- _Dataset excerpts on object pointing_
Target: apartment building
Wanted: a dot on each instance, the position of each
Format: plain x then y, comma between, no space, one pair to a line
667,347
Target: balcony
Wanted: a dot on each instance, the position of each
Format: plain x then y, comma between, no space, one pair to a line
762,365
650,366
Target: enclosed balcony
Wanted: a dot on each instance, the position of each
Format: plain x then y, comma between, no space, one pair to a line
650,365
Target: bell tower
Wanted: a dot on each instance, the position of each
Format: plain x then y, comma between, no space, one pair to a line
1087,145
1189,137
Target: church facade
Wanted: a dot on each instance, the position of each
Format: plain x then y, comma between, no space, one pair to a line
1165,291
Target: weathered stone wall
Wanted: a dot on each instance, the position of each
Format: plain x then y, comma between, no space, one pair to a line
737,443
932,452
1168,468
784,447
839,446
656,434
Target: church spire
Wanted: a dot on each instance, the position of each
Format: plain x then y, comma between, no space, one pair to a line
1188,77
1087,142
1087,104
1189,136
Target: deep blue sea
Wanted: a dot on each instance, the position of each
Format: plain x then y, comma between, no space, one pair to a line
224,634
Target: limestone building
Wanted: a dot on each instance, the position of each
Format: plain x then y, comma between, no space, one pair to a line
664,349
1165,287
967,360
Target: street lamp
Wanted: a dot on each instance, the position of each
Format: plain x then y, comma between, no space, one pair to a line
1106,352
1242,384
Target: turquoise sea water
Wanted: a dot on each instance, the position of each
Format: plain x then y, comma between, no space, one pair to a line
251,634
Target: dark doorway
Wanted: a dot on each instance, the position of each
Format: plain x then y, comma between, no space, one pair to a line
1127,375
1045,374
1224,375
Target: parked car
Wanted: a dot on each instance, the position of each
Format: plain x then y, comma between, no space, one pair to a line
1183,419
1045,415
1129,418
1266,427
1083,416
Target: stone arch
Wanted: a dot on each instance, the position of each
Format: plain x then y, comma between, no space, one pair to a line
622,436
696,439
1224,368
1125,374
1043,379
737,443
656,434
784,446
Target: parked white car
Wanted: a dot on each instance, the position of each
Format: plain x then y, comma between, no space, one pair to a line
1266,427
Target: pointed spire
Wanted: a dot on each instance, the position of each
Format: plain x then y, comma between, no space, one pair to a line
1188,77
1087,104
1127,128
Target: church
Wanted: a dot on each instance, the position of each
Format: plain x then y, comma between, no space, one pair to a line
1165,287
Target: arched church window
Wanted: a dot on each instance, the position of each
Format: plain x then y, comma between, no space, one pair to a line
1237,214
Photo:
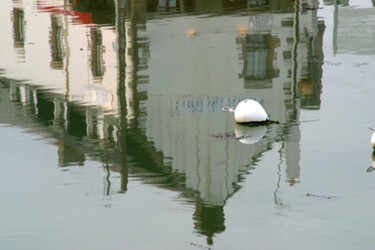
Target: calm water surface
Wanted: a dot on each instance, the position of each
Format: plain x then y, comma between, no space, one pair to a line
113,134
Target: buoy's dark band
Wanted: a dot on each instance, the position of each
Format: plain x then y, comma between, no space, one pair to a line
259,123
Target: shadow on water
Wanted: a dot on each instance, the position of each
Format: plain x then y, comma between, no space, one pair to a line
279,50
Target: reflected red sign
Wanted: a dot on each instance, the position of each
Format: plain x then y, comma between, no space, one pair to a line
78,17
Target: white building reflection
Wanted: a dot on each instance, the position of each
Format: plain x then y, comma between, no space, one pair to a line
147,106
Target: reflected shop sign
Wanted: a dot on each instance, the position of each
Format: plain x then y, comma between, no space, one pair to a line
260,22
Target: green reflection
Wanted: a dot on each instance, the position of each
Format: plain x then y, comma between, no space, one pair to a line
155,124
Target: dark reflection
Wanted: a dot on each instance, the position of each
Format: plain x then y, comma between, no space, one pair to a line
18,18
96,40
164,142
209,220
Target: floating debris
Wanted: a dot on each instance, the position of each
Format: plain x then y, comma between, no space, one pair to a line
361,64
321,196
230,135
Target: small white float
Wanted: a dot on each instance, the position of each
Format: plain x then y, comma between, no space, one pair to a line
249,134
250,111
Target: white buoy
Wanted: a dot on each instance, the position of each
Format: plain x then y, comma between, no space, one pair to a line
250,111
372,137
249,134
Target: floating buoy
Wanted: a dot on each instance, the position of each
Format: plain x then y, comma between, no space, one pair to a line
249,134
250,111
372,137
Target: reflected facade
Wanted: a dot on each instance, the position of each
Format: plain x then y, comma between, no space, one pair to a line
143,97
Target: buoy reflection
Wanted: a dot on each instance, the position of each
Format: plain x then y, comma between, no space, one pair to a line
249,134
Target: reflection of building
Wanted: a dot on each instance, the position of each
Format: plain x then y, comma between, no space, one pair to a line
18,18
142,103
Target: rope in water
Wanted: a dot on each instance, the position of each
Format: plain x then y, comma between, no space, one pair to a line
229,110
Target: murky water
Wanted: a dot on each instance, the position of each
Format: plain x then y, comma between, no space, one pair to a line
113,134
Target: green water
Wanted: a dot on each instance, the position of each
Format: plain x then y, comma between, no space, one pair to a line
114,137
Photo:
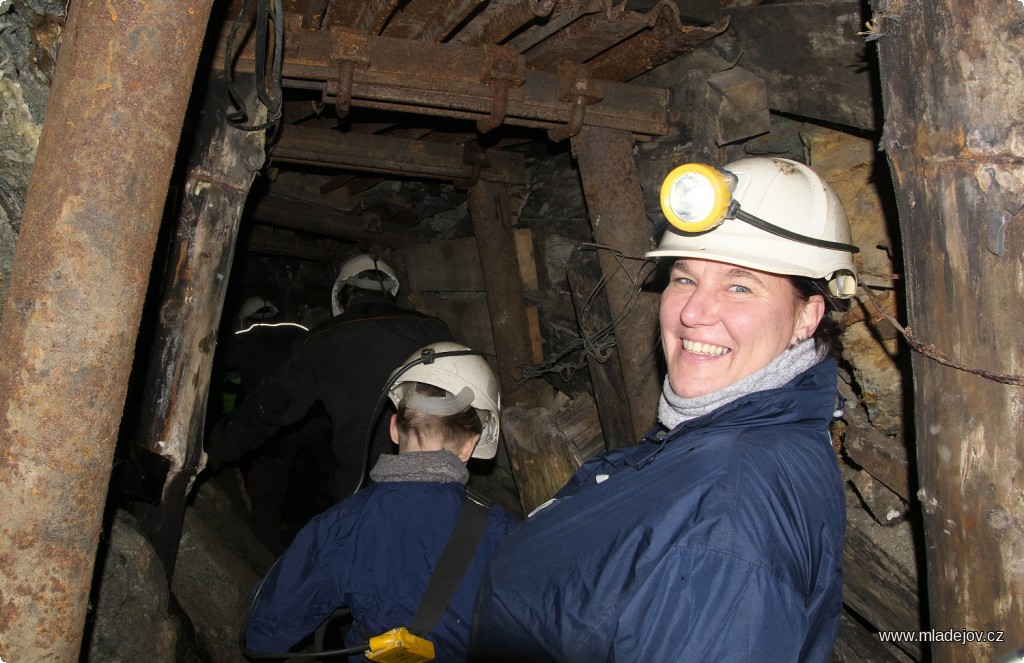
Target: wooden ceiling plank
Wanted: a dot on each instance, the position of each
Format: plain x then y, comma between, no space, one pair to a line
323,220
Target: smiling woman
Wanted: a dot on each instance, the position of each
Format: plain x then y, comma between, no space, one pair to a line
720,536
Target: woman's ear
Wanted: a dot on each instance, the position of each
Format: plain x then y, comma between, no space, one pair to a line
808,317
467,449
394,428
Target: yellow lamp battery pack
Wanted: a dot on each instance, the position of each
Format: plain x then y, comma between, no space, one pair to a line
398,646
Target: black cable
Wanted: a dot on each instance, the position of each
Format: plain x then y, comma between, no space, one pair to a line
272,99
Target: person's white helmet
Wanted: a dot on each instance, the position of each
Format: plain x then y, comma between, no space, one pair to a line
786,194
256,308
356,264
464,374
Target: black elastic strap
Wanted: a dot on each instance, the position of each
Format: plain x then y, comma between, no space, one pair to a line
452,566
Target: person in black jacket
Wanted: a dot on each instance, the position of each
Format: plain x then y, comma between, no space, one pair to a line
343,364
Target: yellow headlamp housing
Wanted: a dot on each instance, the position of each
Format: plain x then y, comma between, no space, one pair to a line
696,197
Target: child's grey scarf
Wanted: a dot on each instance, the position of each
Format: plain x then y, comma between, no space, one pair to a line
437,466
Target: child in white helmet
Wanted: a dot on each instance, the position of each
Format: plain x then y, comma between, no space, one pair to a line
375,551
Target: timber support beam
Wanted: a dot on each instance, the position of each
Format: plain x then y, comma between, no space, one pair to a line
355,70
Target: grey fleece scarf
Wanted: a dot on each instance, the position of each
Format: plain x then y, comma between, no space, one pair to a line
437,466
674,410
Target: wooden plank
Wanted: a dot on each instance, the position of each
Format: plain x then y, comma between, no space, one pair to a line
493,221
465,313
615,207
453,265
445,80
381,154
584,274
957,165
812,58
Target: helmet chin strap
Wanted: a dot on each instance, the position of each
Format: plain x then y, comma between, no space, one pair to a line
758,222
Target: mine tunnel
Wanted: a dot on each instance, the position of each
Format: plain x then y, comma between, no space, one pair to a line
167,162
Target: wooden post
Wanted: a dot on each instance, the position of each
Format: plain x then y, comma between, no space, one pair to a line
492,212
584,273
72,315
952,89
614,202
223,164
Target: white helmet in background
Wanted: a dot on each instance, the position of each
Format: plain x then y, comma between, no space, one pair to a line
468,379
350,274
809,233
255,309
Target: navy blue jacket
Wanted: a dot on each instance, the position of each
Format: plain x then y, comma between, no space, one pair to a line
373,552
721,540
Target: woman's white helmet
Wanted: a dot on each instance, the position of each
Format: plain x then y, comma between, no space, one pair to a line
787,195
465,375
349,273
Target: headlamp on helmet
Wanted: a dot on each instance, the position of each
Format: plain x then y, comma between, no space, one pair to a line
697,198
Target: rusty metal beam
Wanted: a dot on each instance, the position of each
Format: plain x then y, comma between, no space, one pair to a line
586,38
430,19
563,14
446,80
666,39
365,15
614,204
371,153
500,18
72,315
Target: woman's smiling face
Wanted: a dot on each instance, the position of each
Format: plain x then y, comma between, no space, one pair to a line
721,322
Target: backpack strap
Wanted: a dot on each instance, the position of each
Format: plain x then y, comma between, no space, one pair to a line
453,564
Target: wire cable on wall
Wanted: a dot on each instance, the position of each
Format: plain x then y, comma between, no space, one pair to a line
591,342
269,29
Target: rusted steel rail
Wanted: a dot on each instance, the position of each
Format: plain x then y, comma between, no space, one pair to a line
352,69
72,315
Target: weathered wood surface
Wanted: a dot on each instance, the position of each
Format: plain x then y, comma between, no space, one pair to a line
223,164
584,274
614,204
812,58
953,88
71,319
880,578
548,444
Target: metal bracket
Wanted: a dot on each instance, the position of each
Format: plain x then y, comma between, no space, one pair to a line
574,85
503,72
475,156
348,50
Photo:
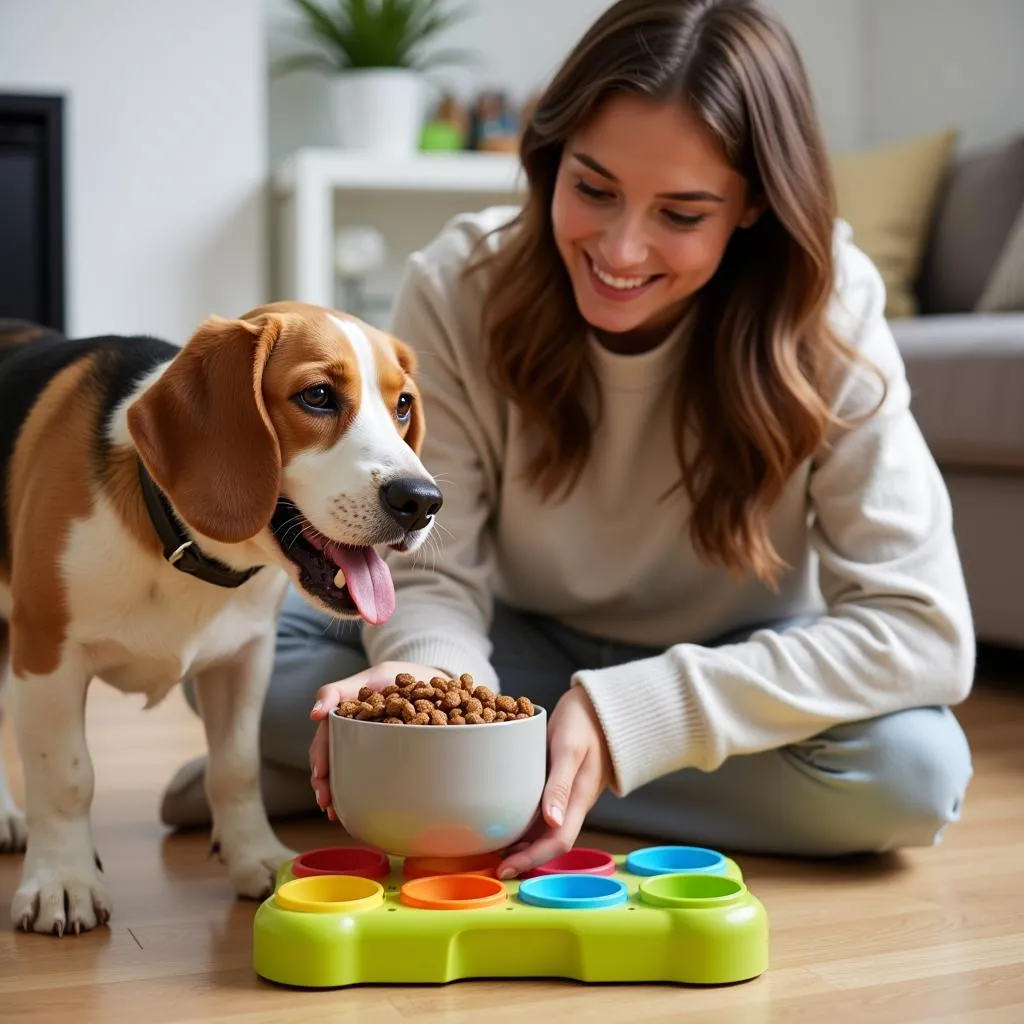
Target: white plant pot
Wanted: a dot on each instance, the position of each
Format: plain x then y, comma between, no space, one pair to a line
379,110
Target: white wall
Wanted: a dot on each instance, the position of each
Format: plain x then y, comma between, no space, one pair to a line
166,153
935,64
521,43
880,70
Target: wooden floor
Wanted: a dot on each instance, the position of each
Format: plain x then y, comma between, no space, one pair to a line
933,935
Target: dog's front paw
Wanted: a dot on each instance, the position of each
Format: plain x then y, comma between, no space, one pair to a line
60,899
13,834
254,871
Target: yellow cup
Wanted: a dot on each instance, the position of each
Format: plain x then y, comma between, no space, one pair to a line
330,894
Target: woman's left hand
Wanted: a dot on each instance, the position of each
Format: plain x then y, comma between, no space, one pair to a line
580,771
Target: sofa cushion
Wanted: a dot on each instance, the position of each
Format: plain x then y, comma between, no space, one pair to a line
887,194
980,200
966,373
1005,291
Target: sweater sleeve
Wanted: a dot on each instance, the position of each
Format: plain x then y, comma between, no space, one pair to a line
896,632
444,606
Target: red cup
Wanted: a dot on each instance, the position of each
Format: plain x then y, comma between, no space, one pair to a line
358,860
579,860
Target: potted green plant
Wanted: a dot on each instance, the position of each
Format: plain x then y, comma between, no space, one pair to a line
375,52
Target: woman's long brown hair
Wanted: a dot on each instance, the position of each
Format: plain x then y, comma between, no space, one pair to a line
754,387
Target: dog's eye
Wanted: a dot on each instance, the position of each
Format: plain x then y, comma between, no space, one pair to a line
318,397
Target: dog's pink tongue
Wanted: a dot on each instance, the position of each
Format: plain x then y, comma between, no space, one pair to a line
369,582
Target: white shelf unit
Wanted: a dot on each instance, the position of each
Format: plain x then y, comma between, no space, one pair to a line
307,183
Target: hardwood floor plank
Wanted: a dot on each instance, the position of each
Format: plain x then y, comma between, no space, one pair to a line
931,935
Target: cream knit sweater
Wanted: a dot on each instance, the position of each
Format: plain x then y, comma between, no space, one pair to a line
865,525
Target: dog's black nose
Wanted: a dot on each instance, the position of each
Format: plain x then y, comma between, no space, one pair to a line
412,502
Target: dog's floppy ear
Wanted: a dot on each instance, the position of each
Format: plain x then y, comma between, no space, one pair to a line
204,434
417,421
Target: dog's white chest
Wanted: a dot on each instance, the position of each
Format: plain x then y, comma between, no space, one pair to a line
145,627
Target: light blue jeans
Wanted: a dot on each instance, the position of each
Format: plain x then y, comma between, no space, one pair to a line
861,787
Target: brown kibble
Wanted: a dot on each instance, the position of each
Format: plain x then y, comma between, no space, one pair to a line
441,701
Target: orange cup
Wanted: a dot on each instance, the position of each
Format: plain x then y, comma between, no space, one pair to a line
453,892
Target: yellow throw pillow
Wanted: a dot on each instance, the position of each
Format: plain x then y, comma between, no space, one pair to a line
888,195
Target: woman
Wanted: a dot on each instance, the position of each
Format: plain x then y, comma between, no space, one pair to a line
687,508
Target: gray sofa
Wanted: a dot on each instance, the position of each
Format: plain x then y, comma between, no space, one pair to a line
966,367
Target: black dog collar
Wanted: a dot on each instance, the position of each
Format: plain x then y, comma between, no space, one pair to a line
179,549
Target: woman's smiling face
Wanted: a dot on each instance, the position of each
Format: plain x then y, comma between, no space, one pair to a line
645,203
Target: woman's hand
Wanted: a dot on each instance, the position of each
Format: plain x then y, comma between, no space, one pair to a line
580,771
329,696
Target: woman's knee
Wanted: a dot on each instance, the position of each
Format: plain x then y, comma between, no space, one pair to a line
310,650
905,776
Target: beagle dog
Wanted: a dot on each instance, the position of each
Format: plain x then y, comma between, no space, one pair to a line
157,500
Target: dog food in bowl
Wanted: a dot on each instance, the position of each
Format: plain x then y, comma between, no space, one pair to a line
439,701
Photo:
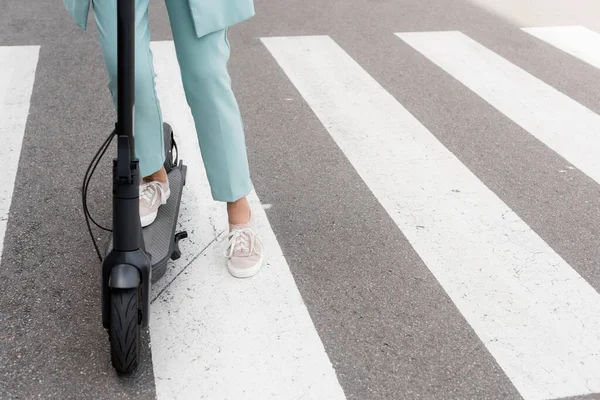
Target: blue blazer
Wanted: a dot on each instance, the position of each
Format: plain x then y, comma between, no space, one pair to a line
208,15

- _TASK STATEMENT_
Starting at the line containing "Target: brown kibble", write out each line through the last one in the listing above, inclusive, and nothing else. Pictures are excluded from the copy.

- _SOLUTION FOR THIS TASK_
Target: brown kibble
Wanted: a dot on each instance, the position of each
Format: plain x then y, comma between, no space, one pair to a line
441,701
Target: orange cup
Wanted: a dot on each instance, the position of each
Format: plain x then y, comma between, no space, one pair to a line
453,892
Target: yellow throw pillow
Wanted: a dot on each instance, the position of each
Format: plain x then y, comma between, no space, one pair to a line
888,195
Target: woman
Wanted: a dot on each instance, the position of each
Format: plain x then y, comma between, no space, one pair to a line
687,508
Target: gray sofa
Wanted: a dot on each instance, the position of each
Format: plain x then y, comma between, no space, one pair to a line
966,367
Target: black dog collar
Wanted: a dot on each instance, the position of each
Format: plain x then y, comma between, no space, one pair to a line
179,549
Target: woman's smiling face
Wanted: a dot on each instance, the position of each
Format: plain x then y, comma between, no space, one pair to a line
645,203
Target: woman's hand
Wanted: a dot on each instance, the position of each
Format: plain x then y, comma between, no space, one pair to a line
580,771
329,696
Target: woman's knee
Wanted: a dot on each instance, the position of each
Format: plain x then y, comma between, no space, one pair to a line
310,650
905,776
Target: beagle dog
Wanted: a dot on each instance, the position of each
Format: plain x then y, comma between, no space, one pair to a line
157,500
Target: dog food in bowl
Wanted: a dot on each instance, the position of each
Format: plain x then y, comma between, no space, one pair to a line
439,701
Photo:
Target: blue blazer
Wanted: a dot on each instance, the position of each
Format: plain x then y, comma between, no space, one pair to a line
208,15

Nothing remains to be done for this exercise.